### Requirements
Output the section of the Timothy Villagomez article that starts with "Timothy Pangelinan Villagomez" and goes on through "First Lady Sophia.", copying it word for word.

### Selected text
_ _ _ _ _ _ _
Timothy Pangelinan Villagomez (born September 10, 1962, Saipan) is a Northern Marianan politician who served as the seventh lieutenant governor of the Northern Mariana Islands from January 9, 2006 until his resignation on April 24, 2009, under Governor Benigno R. Fitial. Villagomez took office as Lieutenant Governor on January 9, 2006, after being elected as a ticket during the 2005 gubernatorial election. Villagomez, like Fitial, was a member of the Republican Party but became a member of the Covenant Party.

Background
Villagomez is a relative of former Northern Mariana Islands Governor Pedro Tenorio and his wife, First Lady Sophia.

Scandal
In August 2008, Villagomez was indicted on felony charges relating to the misuse of government funds. On April 24, 2009, he was found guilty along with former Commerce Secretary James A. Santos and his wife Joaquina V. Santos (Villagomez's sister) relating to a scheme to defraud the Commonwealth Utilities Corp. through needless purchases of a de-scaling chemical called Rydlyme. Awaiting sentencing on July 28, 2009, Villagomez tendered his resignation on April 24.

Sentencing
Villagomez's sentencing was delayed until August 5, 2009, at which time he was sentenced to 87 months in federal prison. He was sent to the Federal Correctional Institution at Phoenix, Arizona. His brother-in-law, Santos, and his wife were sentenced to 78 months. The case was appealed to the U.S. Court of Appeals for the Ninth Circuit. Villagomez was later transferred to the U.S. Penitentiary at Tucson, Arizona with a release date of June 23, 2017.
_ _ _ _ _ _ _
### Provided records
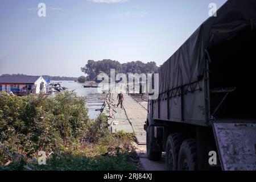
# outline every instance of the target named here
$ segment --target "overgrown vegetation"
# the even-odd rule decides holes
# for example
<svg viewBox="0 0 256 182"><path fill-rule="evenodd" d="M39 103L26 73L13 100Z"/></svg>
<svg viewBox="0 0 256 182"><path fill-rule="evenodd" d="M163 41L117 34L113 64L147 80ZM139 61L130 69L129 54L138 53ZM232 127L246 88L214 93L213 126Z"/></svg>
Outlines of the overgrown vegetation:
<svg viewBox="0 0 256 182"><path fill-rule="evenodd" d="M0 142L13 157L0 148L0 169L135 169L133 135L110 133L105 116L89 119L85 102L68 91L53 98L2 93ZM36 162L40 151L46 165Z"/></svg>

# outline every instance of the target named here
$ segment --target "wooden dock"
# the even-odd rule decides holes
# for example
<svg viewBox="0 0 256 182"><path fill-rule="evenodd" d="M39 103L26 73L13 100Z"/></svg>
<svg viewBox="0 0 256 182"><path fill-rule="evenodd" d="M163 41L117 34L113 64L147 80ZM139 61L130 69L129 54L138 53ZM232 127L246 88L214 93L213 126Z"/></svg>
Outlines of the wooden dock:
<svg viewBox="0 0 256 182"><path fill-rule="evenodd" d="M143 126L147 119L147 111L143 106L146 106L146 103L139 103L131 96L123 94L123 108L121 109L120 106L117 107L117 93L108 94L110 97L108 97L108 104L102 113L108 117L110 131L133 133L138 144L145 144L146 131Z"/></svg>

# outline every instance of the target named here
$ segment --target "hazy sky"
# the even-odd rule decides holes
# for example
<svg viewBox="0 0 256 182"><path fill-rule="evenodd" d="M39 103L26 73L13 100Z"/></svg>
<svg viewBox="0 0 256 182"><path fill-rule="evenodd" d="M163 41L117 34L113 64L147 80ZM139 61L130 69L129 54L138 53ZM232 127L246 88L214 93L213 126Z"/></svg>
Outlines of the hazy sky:
<svg viewBox="0 0 256 182"><path fill-rule="evenodd" d="M79 76L89 59L160 65L209 17L210 3L226 1L0 0L0 75Z"/></svg>

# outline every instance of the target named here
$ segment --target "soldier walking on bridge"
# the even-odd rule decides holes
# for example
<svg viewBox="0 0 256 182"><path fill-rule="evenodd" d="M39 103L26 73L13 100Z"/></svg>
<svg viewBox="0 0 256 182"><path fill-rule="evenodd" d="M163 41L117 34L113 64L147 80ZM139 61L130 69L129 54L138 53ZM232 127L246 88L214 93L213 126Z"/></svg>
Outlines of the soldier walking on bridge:
<svg viewBox="0 0 256 182"><path fill-rule="evenodd" d="M123 95L122 92L120 92L120 93L117 95L117 99L118 100L117 107L118 107L119 105L121 104L121 107L123 108Z"/></svg>

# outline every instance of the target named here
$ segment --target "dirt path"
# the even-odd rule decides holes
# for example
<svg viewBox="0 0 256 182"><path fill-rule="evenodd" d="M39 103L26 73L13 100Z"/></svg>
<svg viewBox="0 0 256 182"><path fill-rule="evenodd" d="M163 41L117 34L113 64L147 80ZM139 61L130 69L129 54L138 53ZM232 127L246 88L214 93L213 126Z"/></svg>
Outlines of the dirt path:
<svg viewBox="0 0 256 182"><path fill-rule="evenodd" d="M137 145L136 152L139 157L142 169L144 171L167 171L164 163L165 154L163 153L160 160L152 161L147 158L146 145Z"/></svg>

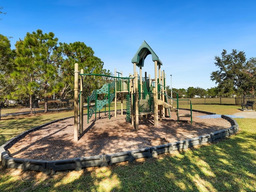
_ _ _ _ _ _ _
### Answer for this exercise
Timothy Pangelinan Villagomez (born September 10, 1962, Saipan) is a Northern Marianan politician who served as the seventh lieutenant governor of the Northern Mariana Islands from January 9, 2006 until his resignation on April 24, 2009, under Governor Benigno R. Fitial. Villagomez took office as Lieutenant Governor on January 9, 2006, after being elected as a ticket during the 2005 gubernatorial election. Villagomez, like Fitial, was a member of the Republican Party but became a member of the Covenant Party.

Background
Villagomez is a relative of former Northern Mariana Islands Governor Pedro Tenorio and his wife, First Lady Sophia.